• **Task directions**: Write out the entire listing below exactly as it appears, minus any pictures.
--- START Information supplied ---
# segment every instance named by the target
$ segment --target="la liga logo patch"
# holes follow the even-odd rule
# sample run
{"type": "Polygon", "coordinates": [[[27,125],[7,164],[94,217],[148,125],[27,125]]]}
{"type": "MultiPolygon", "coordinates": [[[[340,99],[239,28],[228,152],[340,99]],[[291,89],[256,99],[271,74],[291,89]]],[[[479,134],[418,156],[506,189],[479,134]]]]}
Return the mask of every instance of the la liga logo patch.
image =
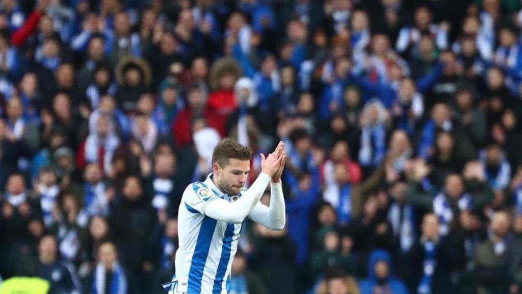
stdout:
{"type": "Polygon", "coordinates": [[[207,188],[200,188],[196,193],[198,197],[203,200],[207,201],[212,197],[212,192],[207,188]]]}

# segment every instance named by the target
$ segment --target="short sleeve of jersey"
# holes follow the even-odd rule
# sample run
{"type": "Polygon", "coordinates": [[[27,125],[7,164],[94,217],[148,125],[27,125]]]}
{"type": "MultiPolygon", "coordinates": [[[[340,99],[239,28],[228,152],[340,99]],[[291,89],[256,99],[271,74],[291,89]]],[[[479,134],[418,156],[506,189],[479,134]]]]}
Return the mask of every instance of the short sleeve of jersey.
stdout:
{"type": "Polygon", "coordinates": [[[197,182],[187,187],[183,195],[183,201],[185,208],[189,212],[204,214],[207,205],[217,198],[206,185],[197,182]]]}

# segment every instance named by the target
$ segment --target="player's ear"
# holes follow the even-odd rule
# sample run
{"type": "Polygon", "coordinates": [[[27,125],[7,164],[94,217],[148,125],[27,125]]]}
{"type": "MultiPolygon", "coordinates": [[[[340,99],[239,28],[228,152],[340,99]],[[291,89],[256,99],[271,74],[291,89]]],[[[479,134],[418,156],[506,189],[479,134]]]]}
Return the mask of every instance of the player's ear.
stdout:
{"type": "Polygon", "coordinates": [[[212,171],[214,173],[215,175],[219,175],[219,173],[221,171],[221,167],[219,166],[219,165],[217,163],[212,164],[212,171]]]}

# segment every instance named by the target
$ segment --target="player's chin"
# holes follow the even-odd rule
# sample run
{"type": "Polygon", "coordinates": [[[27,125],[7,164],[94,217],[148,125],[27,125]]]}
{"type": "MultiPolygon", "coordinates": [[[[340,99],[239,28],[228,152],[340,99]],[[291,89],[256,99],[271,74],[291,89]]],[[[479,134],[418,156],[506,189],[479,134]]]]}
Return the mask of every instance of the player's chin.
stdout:
{"type": "Polygon", "coordinates": [[[241,187],[231,187],[230,188],[230,190],[233,192],[233,194],[234,195],[237,195],[239,194],[239,192],[241,190],[241,187]]]}

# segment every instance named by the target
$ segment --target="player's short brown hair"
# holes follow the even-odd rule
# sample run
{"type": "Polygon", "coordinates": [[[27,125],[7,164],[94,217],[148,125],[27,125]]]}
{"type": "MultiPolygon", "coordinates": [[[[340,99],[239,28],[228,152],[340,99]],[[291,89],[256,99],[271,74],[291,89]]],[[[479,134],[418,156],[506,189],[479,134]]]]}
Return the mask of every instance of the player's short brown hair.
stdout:
{"type": "Polygon", "coordinates": [[[239,160],[250,160],[252,151],[230,138],[226,138],[219,142],[212,154],[212,164],[217,163],[221,167],[229,164],[231,158],[239,160]]]}

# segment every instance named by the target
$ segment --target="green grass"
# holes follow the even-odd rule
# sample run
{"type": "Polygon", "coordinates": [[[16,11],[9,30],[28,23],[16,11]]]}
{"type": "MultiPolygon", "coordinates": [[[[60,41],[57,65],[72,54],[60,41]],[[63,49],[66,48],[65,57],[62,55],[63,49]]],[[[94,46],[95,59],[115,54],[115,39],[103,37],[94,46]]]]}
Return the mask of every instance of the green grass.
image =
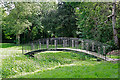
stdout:
{"type": "Polygon", "coordinates": [[[57,67],[18,78],[117,78],[118,64],[78,61],[76,66],[57,67]]]}
{"type": "Polygon", "coordinates": [[[2,66],[0,65],[0,67],[2,67],[3,78],[118,77],[118,63],[98,62],[93,56],[85,55],[84,53],[44,52],[35,54],[35,57],[31,58],[22,54],[21,46],[5,46],[6,48],[0,48],[0,50],[2,50],[0,54],[3,55],[1,57],[2,66]],[[70,66],[70,64],[74,65],[70,66]],[[58,67],[54,68],[55,66],[58,67]],[[49,70],[48,68],[51,69],[49,70]],[[31,72],[34,72],[34,74],[31,72]],[[27,73],[27,75],[24,75],[25,73],[27,73]]]}
{"type": "Polygon", "coordinates": [[[2,46],[2,48],[9,48],[9,47],[16,46],[16,44],[14,44],[14,43],[0,43],[0,46],[2,46]]]}

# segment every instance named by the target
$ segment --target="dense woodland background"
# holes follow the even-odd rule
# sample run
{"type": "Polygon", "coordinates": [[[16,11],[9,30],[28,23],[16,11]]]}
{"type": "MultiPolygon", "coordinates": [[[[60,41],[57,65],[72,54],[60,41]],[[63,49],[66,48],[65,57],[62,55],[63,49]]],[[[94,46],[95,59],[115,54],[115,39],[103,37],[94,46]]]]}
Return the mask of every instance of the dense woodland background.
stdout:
--- END Information supplied ---
• **Expected answer**:
# segment every instance named by the target
$ segment --target="la liga logo patch"
# holes follow the even-odd rule
# sample run
{"type": "Polygon", "coordinates": [[[27,125],[7,164],[94,217],[148,125],[27,125]]]}
{"type": "MultiPolygon", "coordinates": [[[[340,99],[239,28],[228,152],[340,99]],[[291,89],[256,99],[271,74],[291,89]]],[[[479,134],[418,156],[506,189],[479,134]]]]}
Return the mask of every instance of the la liga logo patch.
image =
stdout:
{"type": "Polygon", "coordinates": [[[207,188],[200,188],[196,193],[198,197],[203,200],[207,201],[212,197],[212,192],[207,188]]]}

# segment every instance named by the target
$ segment --target="short sleeve of jersey"
# holes follow the even-odd rule
# sample run
{"type": "Polygon", "coordinates": [[[27,125],[7,164],[94,217],[148,125],[27,125]]]}
{"type": "MultiPolygon", "coordinates": [[[[340,99],[239,28],[228,152],[340,99]],[[291,89],[256,99],[271,74],[291,89]]],[[[479,134],[418,156],[506,189],[479,134]]]]}
Return the mask of every instance of the short sleeve of jersey.
stdout:
{"type": "Polygon", "coordinates": [[[197,182],[187,187],[183,195],[183,201],[185,208],[189,212],[204,214],[207,205],[217,198],[206,185],[197,182]]]}

# segment every instance named by the target
$ segment --target="player's ear"
# holes follow the even-odd rule
# sample run
{"type": "Polygon", "coordinates": [[[27,125],[7,164],[94,217],[148,125],[27,125]]]}
{"type": "MultiPolygon", "coordinates": [[[[340,99],[239,28],[228,152],[340,99]],[[291,89],[256,99],[271,74],[291,89]]],[[[479,134],[418,156],[506,189],[479,134]]]]}
Return the mask of every instance of the player's ear.
stdout:
{"type": "Polygon", "coordinates": [[[212,171],[214,173],[215,175],[219,175],[219,173],[221,171],[221,167],[219,166],[219,165],[217,163],[212,164],[212,171]]]}

# segment every instance named by the target
$ segment --target="player's chin"
# holes follow the even-odd rule
# sample run
{"type": "Polygon", "coordinates": [[[27,125],[7,164],[94,217],[148,125],[27,125]]]}
{"type": "MultiPolygon", "coordinates": [[[[340,99],[239,28],[228,152],[340,99]],[[291,89],[256,99],[271,74],[291,89]]],[[[479,134],[418,156],[506,189],[479,134]]]]}
Return the mask of every instance of the player's chin.
stdout:
{"type": "Polygon", "coordinates": [[[241,187],[231,187],[230,188],[230,190],[233,192],[233,194],[234,195],[237,195],[239,194],[239,192],[241,190],[241,187]]]}

# segment every instance named by the target
$ segment --target="player's short brown hair"
# holes follow the even-odd rule
# sample run
{"type": "Polygon", "coordinates": [[[27,125],[7,164],[94,217],[148,125],[27,125]]]}
{"type": "MultiPolygon", "coordinates": [[[[340,99],[239,28],[228,152],[340,99]],[[291,89],[256,99],[271,74],[291,89]]],[[[479,134],[418,156],[506,189],[479,134]]]]}
Return the mask of every instance of the player's short brown hair.
stdout:
{"type": "Polygon", "coordinates": [[[239,160],[250,160],[252,151],[230,138],[226,138],[219,142],[212,154],[212,164],[217,163],[221,167],[229,164],[231,158],[239,160]]]}

# segment every instance named by the target
$ segment --target="green grass"
# holes follow the even-odd rule
# sample run
{"type": "Polygon", "coordinates": [[[16,11],[9,30],[28,23],[16,11]]]}
{"type": "MultiPolygon", "coordinates": [[[[60,41],[57,65],[72,54],[60,41]],[[63,49],[66,48],[65,57],[62,55],[63,49]]],[[[94,46],[95,59],[115,54],[115,39],[103,37],[94,46]]]]}
Return the mask of every instance of the green grass.
image =
stdout:
{"type": "Polygon", "coordinates": [[[57,67],[18,78],[117,78],[118,64],[78,61],[76,66],[57,67]]]}
{"type": "Polygon", "coordinates": [[[2,66],[0,65],[0,67],[2,67],[3,78],[118,77],[118,63],[98,62],[93,56],[85,55],[84,53],[44,52],[35,54],[35,57],[31,58],[22,54],[21,46],[5,46],[6,48],[0,48],[0,50],[2,50],[0,54],[3,55],[1,57],[2,66]],[[70,66],[70,64],[74,65],[70,66]],[[58,67],[54,68],[55,66],[58,67]],[[49,70],[48,68],[51,69],[49,70]],[[31,72],[34,72],[34,74],[31,72]],[[27,73],[27,75],[24,75],[25,73],[27,73]]]}
{"type": "Polygon", "coordinates": [[[2,46],[2,48],[9,48],[9,47],[16,46],[16,44],[14,44],[14,43],[0,43],[0,46],[2,46]]]}

# segment every instance named by the target
$ segment --target="dense woodland background"
# holes follow the even-odd rule
# sample run
{"type": "Polygon", "coordinates": [[[16,11],[9,30],[28,23],[16,11]]]}
{"type": "MultiPolygon", "coordinates": [[[[60,41],[57,65],[72,54],[60,41]],[[63,49],[66,48],[65,57],[62,55],[63,49]]],[[[94,46],[95,59],[115,54],[115,39],[103,37],[94,46]]]]}
Return the mask of every instance of the dense woodland background.
stdout:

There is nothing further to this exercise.